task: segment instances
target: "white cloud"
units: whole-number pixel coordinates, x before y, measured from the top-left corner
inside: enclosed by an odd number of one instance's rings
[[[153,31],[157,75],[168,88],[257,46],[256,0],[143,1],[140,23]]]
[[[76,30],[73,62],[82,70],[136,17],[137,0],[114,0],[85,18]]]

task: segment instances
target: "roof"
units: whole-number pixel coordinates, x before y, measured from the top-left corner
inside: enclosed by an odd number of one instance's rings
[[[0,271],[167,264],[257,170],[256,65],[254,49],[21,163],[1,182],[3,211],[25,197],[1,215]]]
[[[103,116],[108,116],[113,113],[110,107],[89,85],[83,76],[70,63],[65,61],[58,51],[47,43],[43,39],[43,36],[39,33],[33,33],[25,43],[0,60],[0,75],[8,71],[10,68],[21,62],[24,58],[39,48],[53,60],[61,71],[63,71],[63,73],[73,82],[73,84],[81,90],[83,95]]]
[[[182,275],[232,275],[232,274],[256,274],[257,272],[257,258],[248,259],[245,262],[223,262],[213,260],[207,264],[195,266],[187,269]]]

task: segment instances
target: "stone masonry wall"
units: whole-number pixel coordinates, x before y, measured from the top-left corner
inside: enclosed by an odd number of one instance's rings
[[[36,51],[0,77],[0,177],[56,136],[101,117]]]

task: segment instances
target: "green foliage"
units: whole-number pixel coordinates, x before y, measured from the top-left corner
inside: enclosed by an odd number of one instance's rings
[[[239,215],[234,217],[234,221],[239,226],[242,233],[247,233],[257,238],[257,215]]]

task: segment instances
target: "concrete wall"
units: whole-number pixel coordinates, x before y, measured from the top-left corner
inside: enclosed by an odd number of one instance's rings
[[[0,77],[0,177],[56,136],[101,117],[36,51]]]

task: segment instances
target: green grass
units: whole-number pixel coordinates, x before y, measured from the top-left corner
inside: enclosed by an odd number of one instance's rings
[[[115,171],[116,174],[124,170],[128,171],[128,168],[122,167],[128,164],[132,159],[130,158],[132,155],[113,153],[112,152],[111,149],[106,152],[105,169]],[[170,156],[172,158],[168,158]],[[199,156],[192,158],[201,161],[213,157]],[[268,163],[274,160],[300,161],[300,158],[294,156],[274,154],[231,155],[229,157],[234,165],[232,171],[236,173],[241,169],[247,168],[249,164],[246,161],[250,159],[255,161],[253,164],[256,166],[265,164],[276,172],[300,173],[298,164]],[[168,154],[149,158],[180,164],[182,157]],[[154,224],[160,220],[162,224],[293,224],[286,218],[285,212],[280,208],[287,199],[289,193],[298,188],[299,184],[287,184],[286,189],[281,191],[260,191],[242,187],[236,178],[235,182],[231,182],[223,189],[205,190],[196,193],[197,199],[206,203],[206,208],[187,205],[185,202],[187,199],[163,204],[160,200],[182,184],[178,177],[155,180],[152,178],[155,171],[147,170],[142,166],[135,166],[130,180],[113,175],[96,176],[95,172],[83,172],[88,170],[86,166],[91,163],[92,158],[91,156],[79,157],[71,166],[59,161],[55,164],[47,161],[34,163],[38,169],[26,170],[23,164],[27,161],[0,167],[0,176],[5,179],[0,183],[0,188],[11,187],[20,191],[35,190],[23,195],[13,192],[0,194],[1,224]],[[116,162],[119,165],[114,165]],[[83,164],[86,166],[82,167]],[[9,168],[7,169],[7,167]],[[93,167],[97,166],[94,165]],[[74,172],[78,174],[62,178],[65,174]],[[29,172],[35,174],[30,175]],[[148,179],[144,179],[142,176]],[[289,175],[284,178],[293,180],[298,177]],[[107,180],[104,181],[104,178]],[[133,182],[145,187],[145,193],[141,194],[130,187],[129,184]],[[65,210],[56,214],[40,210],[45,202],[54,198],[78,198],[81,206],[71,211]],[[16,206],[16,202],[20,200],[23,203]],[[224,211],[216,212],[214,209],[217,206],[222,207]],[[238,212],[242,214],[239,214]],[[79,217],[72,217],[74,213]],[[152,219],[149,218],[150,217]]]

Required work: Lay out all the entries above as a single numbered list, one line per item, leaving out the blank lines.

Complete response:
1. task: segment instances
2. target: "white cloud"
3. units: whole-number pixel coordinates, x before y, measured from the top-left corner
4. inside: enclosed by an odd number of one instance's rings
5. [[[153,31],[157,75],[168,88],[257,46],[256,0],[143,1],[140,23]]]
6. [[[76,30],[73,62],[82,70],[136,17],[137,0],[114,0],[85,18]]]
7. task: segment instances
8. target: "roof"
9. units: whole-number pixel coordinates, x before y, measured from the top-left corner
10. inside: enclosed by an odd number of one instance's rings
11. [[[0,271],[167,264],[257,170],[256,65],[254,49],[21,163],[1,182],[3,211],[25,197],[1,215]]]
12. [[[103,116],[108,116],[113,113],[110,107],[89,85],[83,76],[70,63],[65,61],[58,51],[47,43],[43,39],[43,36],[39,33],[33,33],[25,43],[0,60],[0,75],[8,71],[10,68],[21,62],[24,58],[39,48],[53,60],[61,71],[63,71],[63,73],[73,82],[73,84],[81,90],[83,95]]]
13. [[[182,275],[232,275],[232,274],[256,274],[257,272],[257,258],[248,259],[245,262],[223,262],[213,260],[207,264],[195,266],[187,269]]]
14. task: segment instances
15. target: "stone masonry wall"
16. units: whole-number pixel coordinates, x before y, measured from the top-left corner
17. inside: enclosed by an odd number of one instance's rings
18. [[[36,51],[0,77],[0,177],[56,136],[101,117]]]
19. task: segment instances
20. target: "green foliage"
21. units: whole-number pixel coordinates, x before y, measured from the top-left corner
22. inside: enclosed by an odd number of one instance's rings
23. [[[239,215],[234,217],[234,221],[239,226],[242,233],[247,233],[257,238],[257,215]]]
24. task: segment instances
25. target: "concrete wall"
26. units: whole-number pixel coordinates, x before y, measured from the top-left corner
27. inside: enclosed by an odd number of one instance's rings
28. [[[0,77],[0,177],[56,136],[101,117],[36,51]]]
29. task: segment instances
30. target: green grass
31. units: whole-number pixel coordinates, x before y, measured from the top-left corner
32. inside: enclosed by an odd number of one instance's rings
33. [[[115,171],[116,174],[124,170],[128,171],[128,168],[122,167],[128,164],[132,159],[130,158],[132,155],[113,153],[112,152],[111,149],[106,152],[105,169]],[[170,156],[172,158],[168,158]],[[199,156],[192,158],[201,161],[213,157]],[[268,163],[274,160],[300,161],[300,158],[294,156],[274,154],[231,155],[229,157],[234,165],[232,171],[236,173],[241,169],[247,168],[249,164],[246,161],[250,159],[255,161],[253,164],[256,166],[265,164],[276,172],[300,173],[298,164]],[[168,154],[149,158],[180,164],[182,157]],[[154,224],[160,220],[162,224],[293,224],[286,218],[285,212],[280,208],[287,199],[289,193],[298,188],[299,184],[287,184],[286,189],[281,191],[260,191],[242,187],[236,178],[235,182],[231,182],[223,189],[205,190],[196,193],[197,199],[206,203],[206,208],[187,205],[185,202],[187,199],[163,204],[160,200],[182,184],[178,177],[155,180],[152,178],[155,171],[147,170],[142,166],[135,166],[130,180],[113,175],[96,176],[95,172],[83,172],[88,170],[86,166],[91,163],[92,158],[91,156],[79,157],[71,166],[59,161],[55,164],[47,161],[34,163],[38,169],[26,170],[23,164],[27,161],[0,167],[0,176],[5,179],[0,183],[0,188],[11,187],[20,191],[35,190],[23,195],[13,192],[0,194],[1,224]],[[116,162],[119,165],[114,165]],[[83,164],[86,166],[82,167]],[[9,168],[7,169],[7,167]],[[93,167],[97,166],[94,165]],[[74,172],[78,174],[62,178],[65,174]],[[29,172],[35,174],[30,175]],[[148,179],[144,179],[142,176]],[[289,175],[284,178],[293,180],[298,177]],[[107,180],[104,181],[104,178]],[[133,182],[145,187],[145,193],[141,194],[130,187],[129,184]],[[65,210],[56,214],[40,210],[45,202],[54,198],[78,198],[81,206],[71,211]],[[16,206],[16,202],[20,200],[23,203]],[[224,211],[216,212],[214,209],[217,206],[222,207]],[[238,212],[242,214],[239,214]],[[79,217],[72,217],[74,213]],[[152,219],[149,218],[150,217]]]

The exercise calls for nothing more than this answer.